With these procedures, we obtained a final sample of 736 acquisitions of Brazilian firms by foreign multinationals from 38 countries. The main investors were the USA, Canada, France and UK. 493 (or 67%) acquisitions involved undertaking a full equity stake and 243 (33%) were partial acquisitions.
The data pertaining to the institutional distances between the home countries of the MNCs and Brazil were collected from Berry et al. (2010) (Cross-national distance data).
The dependent variable is the degree of equity ownership acquired. An acquisition may involve any level of equity from 1 to 100% of the acquired firm but due to the dataset limitations, we only consider whether the acquisition involves part or the totality of the target. This simplification does not jeopardize the study since we do not propose associations that may be enriched scrutinizing the actual percentages of equity held. Data for equity acquired was collected from SDC Platinum and coded in a dichotomous variable such that 0 – partial acquisition and 1 – full acquisition. Partial acquisitions involve less than 100% of equity acquired.
The independent variables include the institutional distance assessed using Berry et al.’s (2010) taxonomy of nine dimensions. The data used consisted in a distance for each institutional dimension between the home country of the acquirer MNC and Brazil. It is worth noting that the majority of the acquirers were from developed countries.
Economic distance reveals differences in the degree of economic development and stability. We have used the values in Berry et al. (2010) calculated with such items as Gross domestic product (GDP) per capita, inflation, exports and imports of the investor countries and Brazil. Financial distance assesses firms’ capacity to finance their operations in the target country, availability and efficiency of the financial sector. Data was collected from Berry et al. (2010) and include private credit (% of GDP), stock market capitalization (% of GDP) and number of firms listed per million inhabitants. Political distance reflects differences in the political system, stability and predictability of the public policies, norms and regulations. The data collected from Berry et al. (2010) use indicators as uncertainty of policymaking, number of institutional actors, veto power, extent of democracy, size of government, and so forth. Data for administrative distance collected from Berry et al. (2010) include aspects such as common language, religion, colonial ties and legal system. Kwok and Tadesse (2006) argued that a strong legal system reduces the uncertainties.
Cultural distance has been one of the variables more often used in international business research and noted as an effective measure of institutional differences among countries (Kogut & Singh, 1988). Since data for culture was not available for Brazil in Berry et al. we calculated cultural distance using Kogut and Singh’s (1988) Euclidean distance and Hofstede’s (1980) four primary cultural dimensions. Albeit Hofstede’s taxonomy was added of two dimensions, (Hofstede and Bond, 1988 and Hofstede et al., 2010) there is not data available for many countries in these two dimensions.

▶ TASKS TO PERFORM
1. Revise part of the passage on foreign acquisitions of Brazilian firms, starting at "The data pertaining" and ending at "of equity acquired.", replacing "dichotomous" with "binary".
2. In the passage on foreign acquisitions of Brazilian firms, how many of the acquisitions in the final sample were partial?
3. Continue the passage on foreign acquisitions of Brazilian firms from the point where it stops.
The material that comes next has no connection to the passage on foreign acquisitions of Brazilian firms.

▶ DATA SHOWN
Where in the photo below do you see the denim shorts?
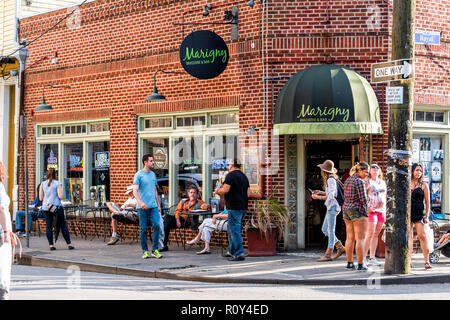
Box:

▶ THE RESULTS
1.
The data pertaining to the institutional distances between the home countries of the MNCs and Brazil were collected from Berry et al. (2010) (Cross-national distance data).
The dependent variable is the degree of equity ownership acquired. An acquisition may involve any level of equity from 1 to 100% of the acquired firm but due to the dataset limitations, we only consider whether the acquisition involves part or the totality of the target. This simplification does not jeopardize the study since we do not propose associations that may be enriched scrutinizing the actual percentages of equity held. Data for equity acquired was collected from SDC Platinum and coded in a binary variable such that 0 – partial acquisition and 1 – full acquisition. Partial acquisitions involve less than 100% of equity acquired.

2. 243 acquisitions, or 33% of the sample, were partial.

3.
Demographic distance expresses differences in demographic aspects among countries such as income, age, gender, salaries, productivity, availability of labor (data from Berry et al., 2010). Knowledge distance refers to differences of technological sophistication and generation of innovations among countries (Anand & Kogut, 1997). Data used from Berry et al. (2010) that used indicators such as the number of patents and scientific papers published. Global connections distance, or connectivity between countries, shows differences in the level of integration in the global economy, easing operations and reducing some cost factors (e.g., communications, trade, international outsourcing), but is also an indicator of the quality of the infrastructure. Lastly, geographic distance that albeit not strictly related to institutional theory is a factor that is likely to reveal important differences between countries. Geographic distance between countries increase transportation costs and telecoms (Berry et al., 2010) and is an often-used proxy to highlight that countries differ. We used Berry et al. (2010) data.
We have used a number of control variables capable of influencing the degree of equity ownership in acquisitions. We controlled for the size of the acquirer MNC because larger firms have more available resources for undertaking a full acquisition (Beule et al., 2014 and Kogut and Singh, 1988). Since the SDC platinum does not include data on size such as assets, number of workers or other conventional measure, we used the number of 4-digits SIC codes to proxy size (data from SDC Platinum). This proxy is reasonable since we may expect that the larger the number businesses the firms be involved in the larger they will be. This variable was measured counting the number of different SIC codes of each firm, and varies between 1 and 14.
We also controlled for industry because the specificities of each industry may interfere in the foreign investment strategies of MNCs. For instance, it is possible that technological and production aspects drive MNCs to protect, internalizing, their assets thus using full acquisitions to expand. The industries were coded as manufacturing, natural resources, services, trade and others. Data for industry was extracted from SDC Platinum. We further included a control for high technology to account for the knowledge intensity of both acquirer and acquired firms. The resource-Based view suggests that firms holding richer competences tend to prefer full control over the foreign operations, namely as a manner to prevent unintended diffusion of knowledge to competitors (Brouthers & Hennart, 2007). We coded in a dichotomous variable whether the firm is high technology (1) or not high technology (0) with data available in the SDC database that clearly specifies the firms high technology status.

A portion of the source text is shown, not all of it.